:: Data provided ::
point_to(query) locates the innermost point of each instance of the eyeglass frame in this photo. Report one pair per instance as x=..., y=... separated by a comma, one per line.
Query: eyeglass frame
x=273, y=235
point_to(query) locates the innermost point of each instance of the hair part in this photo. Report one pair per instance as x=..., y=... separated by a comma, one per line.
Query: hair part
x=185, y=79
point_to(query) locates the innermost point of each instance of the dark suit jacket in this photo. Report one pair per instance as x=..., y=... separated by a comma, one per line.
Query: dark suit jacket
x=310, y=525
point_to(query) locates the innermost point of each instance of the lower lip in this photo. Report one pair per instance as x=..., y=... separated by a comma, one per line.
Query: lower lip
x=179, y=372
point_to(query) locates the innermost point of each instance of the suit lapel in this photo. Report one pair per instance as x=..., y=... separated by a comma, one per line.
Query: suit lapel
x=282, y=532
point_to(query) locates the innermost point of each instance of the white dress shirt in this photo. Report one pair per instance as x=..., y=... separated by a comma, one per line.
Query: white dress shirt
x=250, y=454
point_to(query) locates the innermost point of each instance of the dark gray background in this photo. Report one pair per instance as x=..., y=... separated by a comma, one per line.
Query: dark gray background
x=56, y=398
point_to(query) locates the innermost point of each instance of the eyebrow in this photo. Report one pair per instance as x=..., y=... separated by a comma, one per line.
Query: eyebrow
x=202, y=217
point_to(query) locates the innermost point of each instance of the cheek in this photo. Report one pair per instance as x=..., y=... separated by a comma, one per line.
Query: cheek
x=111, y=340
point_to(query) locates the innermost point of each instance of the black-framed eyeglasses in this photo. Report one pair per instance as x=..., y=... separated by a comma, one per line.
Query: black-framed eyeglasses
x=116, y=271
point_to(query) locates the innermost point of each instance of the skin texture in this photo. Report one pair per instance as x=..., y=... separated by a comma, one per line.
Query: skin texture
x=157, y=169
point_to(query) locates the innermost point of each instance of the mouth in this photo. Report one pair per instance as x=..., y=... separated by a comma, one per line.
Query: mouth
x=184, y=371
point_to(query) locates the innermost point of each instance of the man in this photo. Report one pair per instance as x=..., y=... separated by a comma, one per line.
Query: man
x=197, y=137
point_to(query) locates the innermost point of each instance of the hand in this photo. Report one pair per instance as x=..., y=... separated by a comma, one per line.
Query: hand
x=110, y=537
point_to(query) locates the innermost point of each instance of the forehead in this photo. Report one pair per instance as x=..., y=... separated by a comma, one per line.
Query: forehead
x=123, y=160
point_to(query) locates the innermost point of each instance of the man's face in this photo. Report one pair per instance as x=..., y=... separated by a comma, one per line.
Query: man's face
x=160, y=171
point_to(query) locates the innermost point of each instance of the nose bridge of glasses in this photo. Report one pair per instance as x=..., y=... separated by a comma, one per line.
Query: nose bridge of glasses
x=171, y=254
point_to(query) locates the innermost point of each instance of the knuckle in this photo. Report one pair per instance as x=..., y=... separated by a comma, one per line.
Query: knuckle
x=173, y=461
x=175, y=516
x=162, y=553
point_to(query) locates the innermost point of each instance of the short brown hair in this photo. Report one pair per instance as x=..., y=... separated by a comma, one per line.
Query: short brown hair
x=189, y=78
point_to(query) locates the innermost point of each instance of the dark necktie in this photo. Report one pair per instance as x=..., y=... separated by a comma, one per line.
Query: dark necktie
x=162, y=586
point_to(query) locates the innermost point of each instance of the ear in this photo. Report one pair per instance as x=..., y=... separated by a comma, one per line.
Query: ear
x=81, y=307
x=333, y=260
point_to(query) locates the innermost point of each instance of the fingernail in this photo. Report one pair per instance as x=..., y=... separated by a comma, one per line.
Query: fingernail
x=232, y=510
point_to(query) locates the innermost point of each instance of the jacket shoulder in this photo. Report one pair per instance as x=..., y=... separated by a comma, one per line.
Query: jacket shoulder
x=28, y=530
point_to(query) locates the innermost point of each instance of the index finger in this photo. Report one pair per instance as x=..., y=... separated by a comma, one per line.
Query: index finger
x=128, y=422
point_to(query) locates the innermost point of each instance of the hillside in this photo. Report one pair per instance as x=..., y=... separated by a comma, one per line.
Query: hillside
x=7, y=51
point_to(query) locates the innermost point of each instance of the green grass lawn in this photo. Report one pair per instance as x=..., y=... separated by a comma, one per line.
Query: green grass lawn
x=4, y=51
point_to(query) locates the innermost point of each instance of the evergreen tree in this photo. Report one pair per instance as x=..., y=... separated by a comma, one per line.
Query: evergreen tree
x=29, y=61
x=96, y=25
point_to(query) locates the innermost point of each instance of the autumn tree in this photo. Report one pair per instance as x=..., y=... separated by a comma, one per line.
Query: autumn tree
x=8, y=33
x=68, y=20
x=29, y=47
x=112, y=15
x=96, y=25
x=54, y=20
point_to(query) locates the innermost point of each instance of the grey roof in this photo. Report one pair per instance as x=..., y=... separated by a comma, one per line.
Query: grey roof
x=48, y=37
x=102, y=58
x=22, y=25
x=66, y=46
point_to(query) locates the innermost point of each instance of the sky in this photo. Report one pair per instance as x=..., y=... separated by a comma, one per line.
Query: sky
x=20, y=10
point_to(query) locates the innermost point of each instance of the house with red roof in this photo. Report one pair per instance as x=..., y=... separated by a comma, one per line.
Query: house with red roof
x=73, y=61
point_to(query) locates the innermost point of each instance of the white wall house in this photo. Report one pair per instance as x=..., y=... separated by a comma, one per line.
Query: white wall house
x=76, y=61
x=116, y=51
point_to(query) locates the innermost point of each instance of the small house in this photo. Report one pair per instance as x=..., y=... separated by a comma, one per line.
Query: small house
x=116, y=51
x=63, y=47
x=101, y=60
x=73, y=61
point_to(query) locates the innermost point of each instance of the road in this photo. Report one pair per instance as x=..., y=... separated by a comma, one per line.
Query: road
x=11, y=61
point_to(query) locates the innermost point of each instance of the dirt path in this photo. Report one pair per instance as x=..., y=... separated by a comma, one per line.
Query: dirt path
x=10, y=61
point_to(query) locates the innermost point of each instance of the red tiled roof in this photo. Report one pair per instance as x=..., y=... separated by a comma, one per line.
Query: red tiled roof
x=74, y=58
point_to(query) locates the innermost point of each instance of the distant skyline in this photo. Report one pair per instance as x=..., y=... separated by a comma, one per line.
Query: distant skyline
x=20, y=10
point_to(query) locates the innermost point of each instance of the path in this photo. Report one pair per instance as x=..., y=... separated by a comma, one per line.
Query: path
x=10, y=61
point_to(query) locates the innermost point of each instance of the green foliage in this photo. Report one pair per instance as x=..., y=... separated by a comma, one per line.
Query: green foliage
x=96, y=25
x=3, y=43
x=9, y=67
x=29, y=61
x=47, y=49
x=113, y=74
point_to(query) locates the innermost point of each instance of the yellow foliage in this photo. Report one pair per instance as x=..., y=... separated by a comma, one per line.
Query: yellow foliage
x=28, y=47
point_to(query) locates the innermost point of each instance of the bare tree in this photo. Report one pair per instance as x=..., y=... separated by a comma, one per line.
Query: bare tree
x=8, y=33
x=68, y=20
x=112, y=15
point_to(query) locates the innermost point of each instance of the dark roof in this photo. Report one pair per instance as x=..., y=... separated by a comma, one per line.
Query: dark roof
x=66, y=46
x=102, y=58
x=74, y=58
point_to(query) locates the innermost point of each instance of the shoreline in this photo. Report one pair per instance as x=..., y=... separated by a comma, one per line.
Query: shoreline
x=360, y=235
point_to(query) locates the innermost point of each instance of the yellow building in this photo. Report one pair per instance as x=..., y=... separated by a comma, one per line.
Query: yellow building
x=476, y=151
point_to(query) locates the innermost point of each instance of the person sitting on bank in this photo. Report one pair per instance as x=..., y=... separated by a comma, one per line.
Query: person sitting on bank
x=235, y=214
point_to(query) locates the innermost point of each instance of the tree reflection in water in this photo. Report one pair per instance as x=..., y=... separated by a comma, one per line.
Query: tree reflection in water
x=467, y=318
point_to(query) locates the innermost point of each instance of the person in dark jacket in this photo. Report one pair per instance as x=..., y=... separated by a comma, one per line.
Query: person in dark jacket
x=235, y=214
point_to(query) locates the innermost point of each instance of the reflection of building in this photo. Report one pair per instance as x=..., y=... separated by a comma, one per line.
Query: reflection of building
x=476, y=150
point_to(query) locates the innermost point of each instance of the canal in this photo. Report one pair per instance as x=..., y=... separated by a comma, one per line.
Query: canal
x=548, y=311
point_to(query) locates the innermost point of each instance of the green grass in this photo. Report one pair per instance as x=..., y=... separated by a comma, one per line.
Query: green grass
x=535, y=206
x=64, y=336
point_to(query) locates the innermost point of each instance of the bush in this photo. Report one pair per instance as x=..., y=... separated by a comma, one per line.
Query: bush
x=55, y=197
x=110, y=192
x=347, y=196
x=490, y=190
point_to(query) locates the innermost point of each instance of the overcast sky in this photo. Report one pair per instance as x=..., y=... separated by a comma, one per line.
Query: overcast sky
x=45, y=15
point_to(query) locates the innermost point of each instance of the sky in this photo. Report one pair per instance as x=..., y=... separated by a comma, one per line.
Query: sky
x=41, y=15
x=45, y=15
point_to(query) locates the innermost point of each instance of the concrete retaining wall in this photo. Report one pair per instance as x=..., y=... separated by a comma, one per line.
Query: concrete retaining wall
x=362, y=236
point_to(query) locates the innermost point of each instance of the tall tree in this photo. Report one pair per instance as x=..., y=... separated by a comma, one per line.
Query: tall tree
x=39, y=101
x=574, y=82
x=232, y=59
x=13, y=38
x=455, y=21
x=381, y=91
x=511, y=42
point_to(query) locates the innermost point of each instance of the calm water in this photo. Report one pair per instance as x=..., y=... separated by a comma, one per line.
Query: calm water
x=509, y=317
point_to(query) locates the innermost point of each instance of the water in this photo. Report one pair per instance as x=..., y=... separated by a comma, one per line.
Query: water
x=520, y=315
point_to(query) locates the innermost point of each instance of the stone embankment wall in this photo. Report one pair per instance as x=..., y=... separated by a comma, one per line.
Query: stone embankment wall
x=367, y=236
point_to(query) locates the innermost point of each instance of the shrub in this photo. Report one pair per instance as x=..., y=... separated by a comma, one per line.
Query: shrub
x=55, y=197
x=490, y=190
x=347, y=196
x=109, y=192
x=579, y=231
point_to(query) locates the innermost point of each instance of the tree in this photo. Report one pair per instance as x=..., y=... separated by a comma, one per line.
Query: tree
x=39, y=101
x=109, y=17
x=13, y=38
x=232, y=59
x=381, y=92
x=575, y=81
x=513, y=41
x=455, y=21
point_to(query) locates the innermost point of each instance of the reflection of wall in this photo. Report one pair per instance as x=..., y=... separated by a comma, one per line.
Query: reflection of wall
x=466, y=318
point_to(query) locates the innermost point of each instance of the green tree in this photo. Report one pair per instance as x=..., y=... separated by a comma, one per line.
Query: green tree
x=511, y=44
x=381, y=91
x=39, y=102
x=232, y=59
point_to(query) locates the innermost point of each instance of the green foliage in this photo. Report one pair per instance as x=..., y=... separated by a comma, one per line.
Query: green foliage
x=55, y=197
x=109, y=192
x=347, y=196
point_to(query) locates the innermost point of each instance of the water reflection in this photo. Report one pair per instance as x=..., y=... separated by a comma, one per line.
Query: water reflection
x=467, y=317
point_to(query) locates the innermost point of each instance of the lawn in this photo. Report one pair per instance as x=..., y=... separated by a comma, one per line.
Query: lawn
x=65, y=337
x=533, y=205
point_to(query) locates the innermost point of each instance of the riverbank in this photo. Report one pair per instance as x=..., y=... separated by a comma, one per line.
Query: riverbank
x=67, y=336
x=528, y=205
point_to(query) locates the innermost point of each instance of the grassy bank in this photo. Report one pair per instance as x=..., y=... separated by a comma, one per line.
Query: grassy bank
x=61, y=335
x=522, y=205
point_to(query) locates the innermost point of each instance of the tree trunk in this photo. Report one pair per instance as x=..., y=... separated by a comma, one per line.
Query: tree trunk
:::
## Instructions for the task
The expected output is the lines from the one holding "Query: grassy bank" through the last line of the data, exactly as they appear, with nothing before or after.

## The completed task
Query: grassy bank
x=61, y=335
x=522, y=205
point_to(query) locates the innermost point of each instance of the tree trunk in this photo. Report one pair per instance as x=..., y=... separated by a comma, one per line.
Query: tree trunk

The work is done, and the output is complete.